Tasks to complete:
#1 Can you turn the paragraph in the Mary Delany article that begins "It was this uncle" into a short bulleted list that keeps its main facts?
#2 Using the Mary Delany article, what are the answers to these questions?
(a) On what date was Mrs Delany born?
(b) What did her large garden at Glasnevin form the basis for?
(c) Who were her hosts in Dublin when she came there in 1731?

Supplied passage:
####
Mrs Mary Delany (nee Granville), born 300 years ago this week, on May 14th 1700, could never in her wildest imaginings have dreamed up a notion like the Internet, still less have conceived of two websites dedicated to her name.
What would she have made of it? A highly intelligent, broadminded woman in life, I think she would welcome the research of Prof Alain Kerherve of the Universite de Bretagne Occidentale, Brest, France (at www.geocities.com/Athens/Oracle/5327/MAPAGE.HTM) and of Jean L. Cooper and Angelika S. Powell of Charlotte, Virginia (at www.lib.virginia.edu/exhibits/charlotte/delany.html).
Communication for Mrs Delany was by pen and ink. An inveterate letter writer, chronicler of 18th-century life, her wisdom, news and gossip was dispensed only to friends in her close circle. Yet her influence has prevailed through two centuries and now resides firmly on the World Wide Web. A wonder, surely, for this private Englishwoman who never sought or courted fame and certainly never could have anticipated enduring into the Information Age.
Delany, famous for her flower paintings, spent much of her life in Dublin. Her large garden at Glasnevin formed the basis for the National Botanical Gardens, and her home there, Delville, was a prominent landmark until the 1950s. She had, however, the misfortune to be the daughter of a second son, Bernard Granville. He was dependent on his richer and more powerful brother, Lord Lansdowne, who took charge of the family's prosperity and security.
It was this uncle, who for his own political ends, but also in consideration of his niece's future, procured Alexander Pendarves as her first husband. Mary was 17 at this time, Pendarves nearly 60. She described him as "excessively fat, of a brown complexion, negligent in his dress, and took a vast quantity of snuff, which gave him a dirty look" and added "I was sacrificed". The privations and indignities met within that marriage made his death four years later a happy deliverance for the young woman, and we can be grateful to Pendarves, because widowhood, an ensuing band of suitors, and an unrequited love, brought her to Ireland for the first time.
She came here in 1731 intending to stay six months and ended up staying 18 months. The Bishop of Killala and his wife Mrs Clayton were her hosts at Stephen's Green in Dublin. She wrote, their "apartments are handsome and furnished with gold-coloured damask, a universal cheerfulness reigns in this house. They keep a very handsome table, six dishes of meat at dinner and six plates at supper".
####
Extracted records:
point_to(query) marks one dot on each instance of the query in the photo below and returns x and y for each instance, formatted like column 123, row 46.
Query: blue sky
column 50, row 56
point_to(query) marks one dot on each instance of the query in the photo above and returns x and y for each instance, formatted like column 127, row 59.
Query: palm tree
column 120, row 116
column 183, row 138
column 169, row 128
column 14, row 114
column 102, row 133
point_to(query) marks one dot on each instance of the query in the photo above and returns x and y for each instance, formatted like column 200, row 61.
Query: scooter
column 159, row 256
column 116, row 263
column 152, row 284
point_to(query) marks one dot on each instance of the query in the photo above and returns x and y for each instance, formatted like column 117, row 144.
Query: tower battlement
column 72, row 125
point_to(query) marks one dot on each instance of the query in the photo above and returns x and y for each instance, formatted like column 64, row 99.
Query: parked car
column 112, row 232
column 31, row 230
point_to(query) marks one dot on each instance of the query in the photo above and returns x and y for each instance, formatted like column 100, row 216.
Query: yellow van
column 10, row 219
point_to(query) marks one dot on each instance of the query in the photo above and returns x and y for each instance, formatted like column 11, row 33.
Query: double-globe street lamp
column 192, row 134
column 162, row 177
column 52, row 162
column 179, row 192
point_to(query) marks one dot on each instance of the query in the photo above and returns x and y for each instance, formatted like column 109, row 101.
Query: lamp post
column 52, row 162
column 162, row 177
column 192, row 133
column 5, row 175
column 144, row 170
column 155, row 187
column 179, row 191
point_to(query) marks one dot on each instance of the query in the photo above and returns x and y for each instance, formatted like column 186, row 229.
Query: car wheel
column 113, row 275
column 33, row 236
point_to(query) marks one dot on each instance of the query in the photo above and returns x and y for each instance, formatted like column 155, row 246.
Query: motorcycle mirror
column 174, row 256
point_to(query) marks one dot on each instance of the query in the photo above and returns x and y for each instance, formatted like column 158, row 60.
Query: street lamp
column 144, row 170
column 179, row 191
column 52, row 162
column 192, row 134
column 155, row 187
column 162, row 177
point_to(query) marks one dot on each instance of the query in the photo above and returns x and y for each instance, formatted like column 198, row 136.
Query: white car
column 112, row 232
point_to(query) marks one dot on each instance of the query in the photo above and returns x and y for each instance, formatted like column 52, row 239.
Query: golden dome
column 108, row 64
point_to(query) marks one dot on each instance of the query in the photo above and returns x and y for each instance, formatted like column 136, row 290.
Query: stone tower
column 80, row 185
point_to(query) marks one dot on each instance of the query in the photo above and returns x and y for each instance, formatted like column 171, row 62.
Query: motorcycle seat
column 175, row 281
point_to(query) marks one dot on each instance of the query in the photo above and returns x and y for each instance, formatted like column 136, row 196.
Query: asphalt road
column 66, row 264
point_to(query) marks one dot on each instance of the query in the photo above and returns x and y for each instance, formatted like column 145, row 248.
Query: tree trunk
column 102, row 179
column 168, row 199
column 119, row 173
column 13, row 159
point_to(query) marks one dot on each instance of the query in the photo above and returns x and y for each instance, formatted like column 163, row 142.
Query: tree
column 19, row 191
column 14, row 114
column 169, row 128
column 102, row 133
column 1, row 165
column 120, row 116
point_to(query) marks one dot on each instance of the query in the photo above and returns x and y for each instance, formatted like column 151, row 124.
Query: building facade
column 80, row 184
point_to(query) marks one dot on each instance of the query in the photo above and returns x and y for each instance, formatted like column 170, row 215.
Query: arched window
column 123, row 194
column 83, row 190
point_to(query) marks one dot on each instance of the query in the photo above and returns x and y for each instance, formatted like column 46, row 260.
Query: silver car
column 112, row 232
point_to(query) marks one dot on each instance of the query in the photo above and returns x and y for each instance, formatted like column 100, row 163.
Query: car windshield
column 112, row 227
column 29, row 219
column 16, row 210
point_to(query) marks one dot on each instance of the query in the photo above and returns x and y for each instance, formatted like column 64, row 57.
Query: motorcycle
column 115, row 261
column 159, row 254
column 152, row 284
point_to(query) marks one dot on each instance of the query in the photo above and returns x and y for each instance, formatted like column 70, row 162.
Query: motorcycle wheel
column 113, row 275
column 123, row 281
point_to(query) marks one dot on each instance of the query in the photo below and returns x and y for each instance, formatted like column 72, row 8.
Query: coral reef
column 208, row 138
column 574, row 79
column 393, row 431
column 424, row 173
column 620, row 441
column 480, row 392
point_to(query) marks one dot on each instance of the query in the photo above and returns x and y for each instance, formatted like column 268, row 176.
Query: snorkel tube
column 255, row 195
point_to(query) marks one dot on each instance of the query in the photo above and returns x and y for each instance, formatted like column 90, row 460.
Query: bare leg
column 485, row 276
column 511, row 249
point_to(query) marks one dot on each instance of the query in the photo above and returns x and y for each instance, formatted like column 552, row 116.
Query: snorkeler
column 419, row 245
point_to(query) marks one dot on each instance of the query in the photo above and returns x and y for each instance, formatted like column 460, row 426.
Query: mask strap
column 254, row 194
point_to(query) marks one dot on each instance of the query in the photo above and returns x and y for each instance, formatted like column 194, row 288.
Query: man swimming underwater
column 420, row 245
####
Correct answers:
#1
- Her uncle, Lord Lansdowne, arranged her first marriage to Alexander Pendarves, partly for his own political ends and partly with her future in mind.
- Mary was 17 and Pendarves was nearly 60.
- She described him as very fat, brown-complexioned, careless in dress and dirty-looking from heavy snuff use, and wrote, "I was sacrificed."
- His death four years later freed her from a marriage of hardship and indignity.
- Widowhood, the suitors who followed and an unrequited love led her to come to Ireland for the first time.

#2
(a) May 14th 1700
(b) The National Botanical Gardens
(c) The Bishop of Killala and his wife, Mrs Clayton, at Stephen's Green